#### [Instructions for the task]
Print the lines below word for word, starting at the line that contains "Do you think you could find the decorative" and ending at the line that contains "[97,28,156,203]", both included.

#### [Given records]
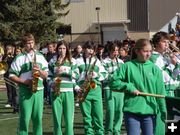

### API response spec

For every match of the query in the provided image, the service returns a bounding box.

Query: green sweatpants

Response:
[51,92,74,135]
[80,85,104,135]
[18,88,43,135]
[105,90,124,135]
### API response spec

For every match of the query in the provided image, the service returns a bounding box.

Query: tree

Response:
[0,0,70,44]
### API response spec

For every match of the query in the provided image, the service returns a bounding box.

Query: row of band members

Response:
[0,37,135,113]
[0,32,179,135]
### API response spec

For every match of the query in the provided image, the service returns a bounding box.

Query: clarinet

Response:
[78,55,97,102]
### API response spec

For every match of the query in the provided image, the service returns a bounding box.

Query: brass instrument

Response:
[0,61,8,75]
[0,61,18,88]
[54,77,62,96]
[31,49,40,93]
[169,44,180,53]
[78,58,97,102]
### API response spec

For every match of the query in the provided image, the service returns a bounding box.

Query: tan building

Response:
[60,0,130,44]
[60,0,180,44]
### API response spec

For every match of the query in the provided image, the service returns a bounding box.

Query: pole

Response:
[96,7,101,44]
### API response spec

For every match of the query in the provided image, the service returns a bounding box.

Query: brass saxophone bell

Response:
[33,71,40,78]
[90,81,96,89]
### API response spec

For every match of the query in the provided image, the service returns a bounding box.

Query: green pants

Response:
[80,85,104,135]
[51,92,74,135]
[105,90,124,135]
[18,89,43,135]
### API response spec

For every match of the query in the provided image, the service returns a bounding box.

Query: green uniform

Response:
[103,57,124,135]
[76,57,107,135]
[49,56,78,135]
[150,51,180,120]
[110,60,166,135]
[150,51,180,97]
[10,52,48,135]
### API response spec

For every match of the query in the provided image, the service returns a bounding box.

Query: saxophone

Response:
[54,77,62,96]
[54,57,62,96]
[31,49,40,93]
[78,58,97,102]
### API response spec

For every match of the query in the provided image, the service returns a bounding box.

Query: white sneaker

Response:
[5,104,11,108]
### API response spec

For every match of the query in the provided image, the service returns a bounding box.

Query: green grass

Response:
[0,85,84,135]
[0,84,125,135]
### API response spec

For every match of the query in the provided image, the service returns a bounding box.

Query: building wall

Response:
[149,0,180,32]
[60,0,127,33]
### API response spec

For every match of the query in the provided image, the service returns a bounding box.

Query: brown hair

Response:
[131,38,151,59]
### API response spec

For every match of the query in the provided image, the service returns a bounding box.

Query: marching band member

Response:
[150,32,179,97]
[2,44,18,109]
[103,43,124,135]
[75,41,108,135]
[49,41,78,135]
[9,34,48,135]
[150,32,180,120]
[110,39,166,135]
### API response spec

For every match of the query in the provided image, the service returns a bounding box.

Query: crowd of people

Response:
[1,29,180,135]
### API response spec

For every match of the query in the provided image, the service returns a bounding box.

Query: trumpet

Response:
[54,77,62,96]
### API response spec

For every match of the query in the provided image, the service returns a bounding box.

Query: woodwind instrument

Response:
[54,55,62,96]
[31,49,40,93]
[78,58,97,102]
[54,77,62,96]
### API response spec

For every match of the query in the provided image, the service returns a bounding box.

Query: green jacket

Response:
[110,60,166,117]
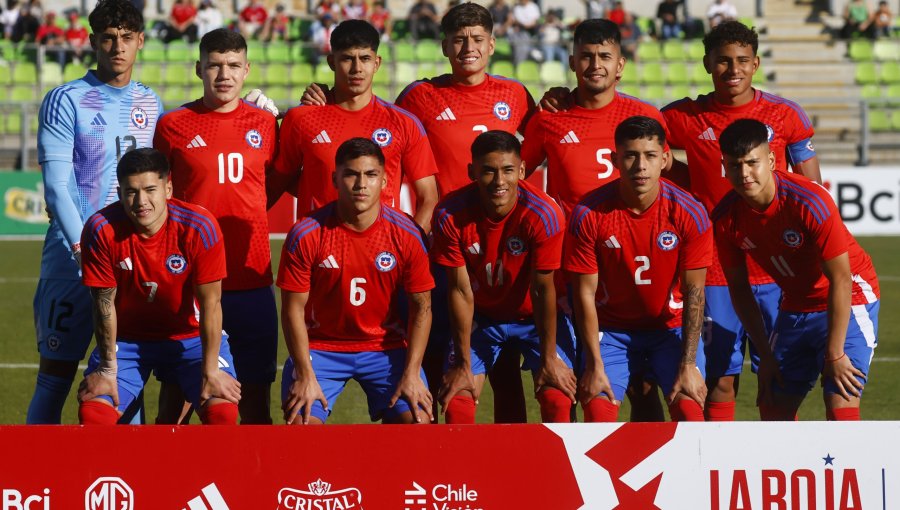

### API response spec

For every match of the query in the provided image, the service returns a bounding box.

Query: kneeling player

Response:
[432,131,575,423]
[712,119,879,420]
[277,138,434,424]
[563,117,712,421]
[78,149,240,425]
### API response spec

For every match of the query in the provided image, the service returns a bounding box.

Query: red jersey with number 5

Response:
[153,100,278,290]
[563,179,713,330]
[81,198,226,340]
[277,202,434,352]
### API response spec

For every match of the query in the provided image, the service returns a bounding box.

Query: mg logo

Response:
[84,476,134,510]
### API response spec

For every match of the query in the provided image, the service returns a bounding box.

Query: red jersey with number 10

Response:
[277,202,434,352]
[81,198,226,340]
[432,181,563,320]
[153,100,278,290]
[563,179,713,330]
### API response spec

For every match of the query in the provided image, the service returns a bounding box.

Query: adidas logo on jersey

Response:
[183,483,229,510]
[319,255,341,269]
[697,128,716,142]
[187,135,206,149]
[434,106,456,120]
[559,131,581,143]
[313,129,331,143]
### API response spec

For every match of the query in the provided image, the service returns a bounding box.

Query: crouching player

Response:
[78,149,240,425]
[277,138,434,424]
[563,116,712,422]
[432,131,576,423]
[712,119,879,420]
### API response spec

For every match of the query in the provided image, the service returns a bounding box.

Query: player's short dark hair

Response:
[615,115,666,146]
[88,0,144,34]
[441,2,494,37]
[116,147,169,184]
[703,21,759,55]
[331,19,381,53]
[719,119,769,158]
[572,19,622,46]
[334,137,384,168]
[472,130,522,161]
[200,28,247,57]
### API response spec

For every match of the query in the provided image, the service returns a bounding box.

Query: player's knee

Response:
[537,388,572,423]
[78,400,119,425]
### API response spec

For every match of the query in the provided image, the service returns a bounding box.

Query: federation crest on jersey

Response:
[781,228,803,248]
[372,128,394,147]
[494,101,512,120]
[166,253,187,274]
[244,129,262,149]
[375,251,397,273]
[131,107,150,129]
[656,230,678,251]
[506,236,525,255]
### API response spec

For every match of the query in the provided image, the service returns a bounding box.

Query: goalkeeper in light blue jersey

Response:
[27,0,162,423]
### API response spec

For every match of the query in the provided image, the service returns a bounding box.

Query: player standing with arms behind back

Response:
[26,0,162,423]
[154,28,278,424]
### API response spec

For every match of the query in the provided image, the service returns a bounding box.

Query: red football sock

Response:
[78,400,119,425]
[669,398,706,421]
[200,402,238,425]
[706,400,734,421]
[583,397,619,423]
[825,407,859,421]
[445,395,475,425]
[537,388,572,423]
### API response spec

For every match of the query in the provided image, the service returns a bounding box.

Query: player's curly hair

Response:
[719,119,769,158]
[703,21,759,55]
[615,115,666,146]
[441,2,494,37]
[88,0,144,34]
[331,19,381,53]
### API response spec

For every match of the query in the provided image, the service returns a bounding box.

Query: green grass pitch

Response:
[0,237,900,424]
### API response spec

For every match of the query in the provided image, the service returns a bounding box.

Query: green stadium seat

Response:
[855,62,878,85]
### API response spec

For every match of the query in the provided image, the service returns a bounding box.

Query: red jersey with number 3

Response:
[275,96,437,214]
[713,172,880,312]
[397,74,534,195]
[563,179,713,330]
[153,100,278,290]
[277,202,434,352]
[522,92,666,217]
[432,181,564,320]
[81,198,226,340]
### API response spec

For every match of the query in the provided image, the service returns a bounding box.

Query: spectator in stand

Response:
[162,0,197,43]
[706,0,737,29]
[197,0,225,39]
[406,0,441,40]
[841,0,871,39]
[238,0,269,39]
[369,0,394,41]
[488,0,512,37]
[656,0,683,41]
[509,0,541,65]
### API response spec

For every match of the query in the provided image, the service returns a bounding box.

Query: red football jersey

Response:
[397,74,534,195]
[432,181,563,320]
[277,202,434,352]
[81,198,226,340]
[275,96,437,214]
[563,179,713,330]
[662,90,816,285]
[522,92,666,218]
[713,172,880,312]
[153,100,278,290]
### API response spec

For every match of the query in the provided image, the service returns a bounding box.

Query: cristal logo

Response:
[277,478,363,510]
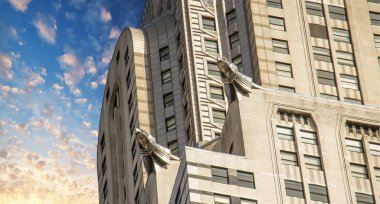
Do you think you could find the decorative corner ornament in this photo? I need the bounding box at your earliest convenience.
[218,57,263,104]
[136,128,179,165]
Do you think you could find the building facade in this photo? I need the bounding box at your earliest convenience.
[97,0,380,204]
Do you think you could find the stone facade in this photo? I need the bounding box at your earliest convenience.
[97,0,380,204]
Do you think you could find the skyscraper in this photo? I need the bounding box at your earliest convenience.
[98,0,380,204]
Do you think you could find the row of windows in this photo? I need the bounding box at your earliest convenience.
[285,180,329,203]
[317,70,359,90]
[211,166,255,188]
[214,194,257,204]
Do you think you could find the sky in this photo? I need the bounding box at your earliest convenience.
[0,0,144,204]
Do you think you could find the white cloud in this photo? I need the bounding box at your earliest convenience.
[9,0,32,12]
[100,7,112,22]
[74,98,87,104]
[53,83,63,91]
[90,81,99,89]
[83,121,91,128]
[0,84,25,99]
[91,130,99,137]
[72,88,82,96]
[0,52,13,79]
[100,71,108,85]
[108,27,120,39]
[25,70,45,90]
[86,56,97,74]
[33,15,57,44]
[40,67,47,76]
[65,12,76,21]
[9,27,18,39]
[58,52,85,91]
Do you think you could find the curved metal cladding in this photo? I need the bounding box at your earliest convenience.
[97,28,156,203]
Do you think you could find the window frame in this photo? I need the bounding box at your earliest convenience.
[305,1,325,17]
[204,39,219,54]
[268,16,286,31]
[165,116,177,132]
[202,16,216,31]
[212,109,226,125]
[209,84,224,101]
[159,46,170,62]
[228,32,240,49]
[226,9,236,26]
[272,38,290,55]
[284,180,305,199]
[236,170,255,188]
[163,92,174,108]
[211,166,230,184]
...
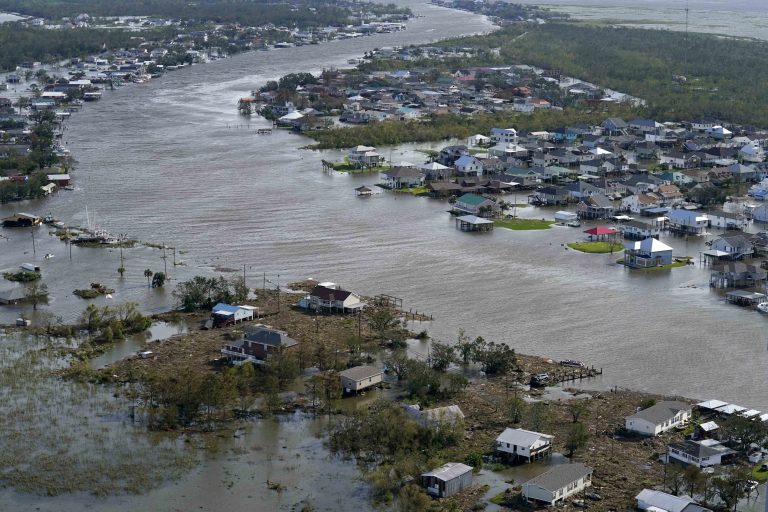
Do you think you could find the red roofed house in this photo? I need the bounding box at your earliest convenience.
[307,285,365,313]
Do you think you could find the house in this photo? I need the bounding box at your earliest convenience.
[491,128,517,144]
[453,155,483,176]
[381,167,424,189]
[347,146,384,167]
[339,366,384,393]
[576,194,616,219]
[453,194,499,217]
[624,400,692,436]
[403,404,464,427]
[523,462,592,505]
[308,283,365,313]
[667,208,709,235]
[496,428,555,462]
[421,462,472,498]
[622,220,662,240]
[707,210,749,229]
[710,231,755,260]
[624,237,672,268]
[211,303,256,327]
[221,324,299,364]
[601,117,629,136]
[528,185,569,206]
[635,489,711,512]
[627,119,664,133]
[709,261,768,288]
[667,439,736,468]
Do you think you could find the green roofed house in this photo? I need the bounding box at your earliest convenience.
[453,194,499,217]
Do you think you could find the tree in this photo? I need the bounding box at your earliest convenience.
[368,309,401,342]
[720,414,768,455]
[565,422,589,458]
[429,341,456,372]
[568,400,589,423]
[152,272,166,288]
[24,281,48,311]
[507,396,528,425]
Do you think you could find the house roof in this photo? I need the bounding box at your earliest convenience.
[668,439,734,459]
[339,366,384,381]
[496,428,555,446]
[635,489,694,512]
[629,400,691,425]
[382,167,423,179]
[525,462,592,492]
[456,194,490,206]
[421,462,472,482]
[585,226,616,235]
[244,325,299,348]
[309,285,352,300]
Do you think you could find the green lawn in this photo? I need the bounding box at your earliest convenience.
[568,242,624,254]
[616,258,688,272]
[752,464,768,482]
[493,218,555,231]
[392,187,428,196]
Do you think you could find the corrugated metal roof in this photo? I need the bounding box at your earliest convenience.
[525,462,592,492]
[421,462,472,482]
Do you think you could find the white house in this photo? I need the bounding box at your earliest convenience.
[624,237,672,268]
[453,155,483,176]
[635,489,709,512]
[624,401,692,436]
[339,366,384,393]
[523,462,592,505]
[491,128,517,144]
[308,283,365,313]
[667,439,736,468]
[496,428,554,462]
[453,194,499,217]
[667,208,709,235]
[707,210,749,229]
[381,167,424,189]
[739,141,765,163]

#### [Exercise result]
Do you think you could find the decorative corner ornament in this photo? I need the bounding box at your earliest convenience.
[218,57,263,104]
[136,128,179,165]
Do you think you could find the building facade in this photo? I need the bounding box at your earliest convenience.
[97,0,380,204]
Do you think you could find the stone facade in this photo? I need the bounding box at your earliest convenience.
[97,0,380,204]
Do you think you could find the skyscraper in this photo? I need the bounding box at your earliest convenience.
[98,0,380,204]
Do you think you could find the row of windows in this photo? I need the bounding box at your earliest convenience.
[285,180,329,203]
[317,70,359,90]
[211,166,255,188]
[214,194,257,204]
Do you think you could find the sky in this photo? I need the bounding box at your earliest convenience.
[0,0,144,204]
Do you think you could find the white cloud in this photo? I need the bounding box at your earliest convenience.
[9,0,32,12]
[100,7,112,22]
[74,98,87,104]
[53,83,63,91]
[90,81,99,89]
[83,121,91,128]
[0,84,25,99]
[91,130,99,137]
[72,88,82,96]
[0,52,13,79]
[100,71,108,85]
[108,27,120,39]
[25,70,45,90]
[86,56,97,74]
[33,15,57,44]
[40,67,47,76]
[65,12,76,21]
[9,27,18,39]
[58,52,85,91]
Do you think you could find the curved metal cladding in this photo? I need the bounding box at your earliest convenience.
[97,28,156,203]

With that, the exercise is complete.